Extrait du texte:
☆ ☆ ☆ ☆

À la manière d’une série télévisée, EMIsphère s’organise chaque année autour d’une nouvelle saison, faite de rendez-vous ponctuels et de résonances multiples. Dans les deux rôles-titres, on trouve au générique la médiathèque Le Phénix de Colombelles (Calvados, Normandie) et « L’avenir des pixels », projet fondé par Timothy Duquesne.
Ces deux structures se sont associées il y a trois ans, à la sortie du confinement, pour créer « EMIsphère – Pixels citoyens, Sagesse numérique », un programme d’éducation au numérique, aux médias et à l’image, qui a reçu le prix EMI des Assises de journalisme de Tours dans la catégorie Bibliothèque & Médiathèque parrainée par le ministère de la Culture. « En 2021, nous avons fêté les dix ans de la médiathèque. À cette occasion, nous avons réécrit le projet d'établissement avec deux axes forts : l'ouverture sur le monde culturel et la volonté de faire une fabrique de citoyens », lance Sophie Macé, responsable du Phénix de Colombelles, qui participe à la première édition de Biblis en folie, les 28 et 29 septembre avec la diffusion d'un podcast.
Un océan infini de pixels
Derrière cette ambition, il y a une réalité : celle de Colombelles, ville de 7 000 habitants en périphérie de Caen, dont le centre-ville était encore au début de l’année classé Quartier prioritaire de la ville. « Le taux de chômage y assez élevé et le niveau d'étude assez bas, d’où une implication particulière en direction de ces visiteurs. La mixité des publics est une réalité de notre médiathèque, où l’on peut croiser beaucoup d'enfants qui viennent à la médiathèque sans leurs parents et des visiteurs qui se déplacent pour notre fonds de bandes dessinées assez complet. »
Pour ce public hétérogène, il s’agit, avec EMIsphère, d’utiliser « avec sagesse » les « super-pouvoirs » que confère le numérique, d’après Timothy Duquesne, fondateur de « L'avenir des pixels ». « De fait, nous sommes immergés dans un océan de pixels, les possibilités offertes par l’univers numérique sont infinies, notamment en termes de transmission des savoirs. Il s’agit de choisir en conscience les outils que l'on va utiliser dans ce monde numérique », souligne-t-il.

☆ ☆ ☆ ☆

Énoncé du problème:
Recopiez le passage du texte sur EMIsphère compris entre « À la manière » et « par Timothy Duquesne. », bornes incluses.

Contenu des données:
☆ ☆ ☆ ☆

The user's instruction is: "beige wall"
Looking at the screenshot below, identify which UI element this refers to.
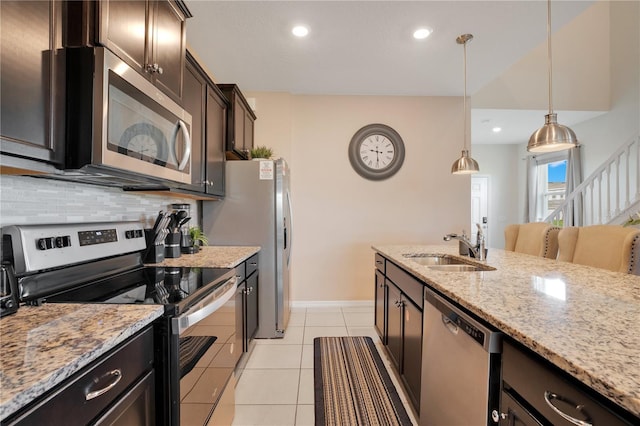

☆ ☆ ☆ ☆

Réponse à la consigne:
À la manière d’une série télévisée, EMIsphère s’organise chaque année autour d’une nouvelle saison, faite de rendez-vous ponctuels et de résonances multiples. Dans les deux rôles-titres, on trouve au générique la médiathèque Le Phénix de Colombelles (Calvados, Normandie) et « L’avenir des pixels », projet fondé par Timothy Duquesne.